Tarefa pedida 1 - Diga se cada afirmação combina com o trecho sobre Xi e Trump, respondendo sim ou não e citando as palavras exatas do trecho que decidem: (a) Os dois líderes devem se encontrar na Coreia do Sul. (b) As contramedidas da China agora são pensadas para serem proporcionais. (c) Kurt Campbell hoje preside o Asia Group.
Tarefa pedida 2 - Prolongue o trecho sobre Xi e Trump a partir da última frase, seguindo o mesmo tom e assunto.

Trecho -
# # # # # # #
Xi jogou fora o manual diplomático tradicional da China e adaptou um novo especificamente para Trump, disseram pessoas próximas a formuladores de políticas chinesas, que o descrevem como alguém confiante e encorajado. A nova estratégia, disseram essas pessoas, abraça a autoimagem de Trump como um mestre em negociações, oferecendo concessões em questões de alta visibilidade com as quais ele se importa pessoalmente, como o destino do popular aplicativo de compartilhamento de vídeos TikTok.
Mas quando o governo Trump ataca a China, Xi decide revidar ainda mais, em uma tentativa de ganhar vantagem sobre Trump e, ao mesmo tempo, projetar força e imprevisibilidade — qualidades que ele acredita que o presidente dos EUA admira, disseram as pessoas. Os dois líderes devem se reunir na próxima quinta-feira na Coreia do Sul.
Manual da China
A evolução estratégica de Xi se inspira no próprio manual de “pressão máxima” de Trump, que utiliza a ameaça de sanções econômicas avassaladoras para impor seus interesses contra adversários e aliados. Segundo aqueles familiarizados com o pensamento de Pequim, embora as reações da China aos ataques comerciais dos EUA tenham sido frequentemente proporcionais no passado, suas contramedidas agora são projetadas para serem mais severas.
“Durante o primeiro mandato de Trump, a China foi constantemente desequilibrada por suas táticas de pressão”, disse Kurt Campbell, ex-secretário de Estado adjunto do presidente Joe Biden e agora presidente do Asia Group, uma empresa de consultoria em Washington. “Desta vez, Xi queria estar preparado. Ele sabe que Trump quer um bom relacionamento com ele e respeita a força, não concessões.”
O exemplo mais poderoso da nova estratégia ocorreu no início deste mês, quando Washington e Pequim tentavam finalizar a cúpula com a Coreia do Sul. Justamente quando as relações pareciam estar se recuperando, Xi lançou uma bomba: instruiu seu governo a reagir a uma recente ação de controle de exportação dos EUA — e a fazê-lo com uma força sem precedentes, de acordo com pessoas próximas a Pequim.
# # # # # # #
Dados fornecidos -
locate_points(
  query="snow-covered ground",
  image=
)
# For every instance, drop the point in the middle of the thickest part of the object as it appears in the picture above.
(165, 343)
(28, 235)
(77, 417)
# # # # # # #
Resposta escrita 1 -
(a) Sim: "Os dois líderes devem se reunir na próxima quinta-feira na Coreia do Sul."
(b) Não: "suas contramedidas agora são projetadas para serem mais severas."
(c) Sim: "agora presidente do Asia Group, uma empresa de consultoria em Washington".

Resposta escrita 2 -
Em 9 de outubro, o Ministério do Comércio da China revelou amplas restrições às exportações de materiais de terras raras que ameaçam interromper a produção global de tudo, de telefones, laptops e carros a mísseis. A China produz cerca de 90% das terras raras refinadas do mundo.
Publicamente, autoridades chinesas afirmaram que a medida foi simplesmente uma resposta retaliatória a uma nova regra americana que estende restrições à venda de tecnologia a qualquer empresa que seja de propriedade de pelo menos metade de uma entidade chinesa já incluída na lista negra. Na realidade, disseram fontes próximas a Pequim, tratava-se também de uma tentativa de Xi de obter influência antes de se encontrar com Trump, que demonstrou o desejo de fechar um amplo acordo econômico com a China.
A nova doutrina de Xi é que os EUA devem se adaptar à realidade do poder chinês, disseram essas fontes. Em terras raras, disseram elas, Xi está convencido de que a China detém um trunfo indiscutível que lhe permite exigir concessões substanciais dos EUA.
“Pequim acredita ter a máxima influência e não tem medo de usá-la”, disse Jimmy Goodrich, especialista em China e tecnologia do Instituto de Conflito e Cooperação Global da Universidade da Califórnia, em San Diego.
Tudo em vão?
Ainda assim, Xi corre o risco de um tiro pela culatra.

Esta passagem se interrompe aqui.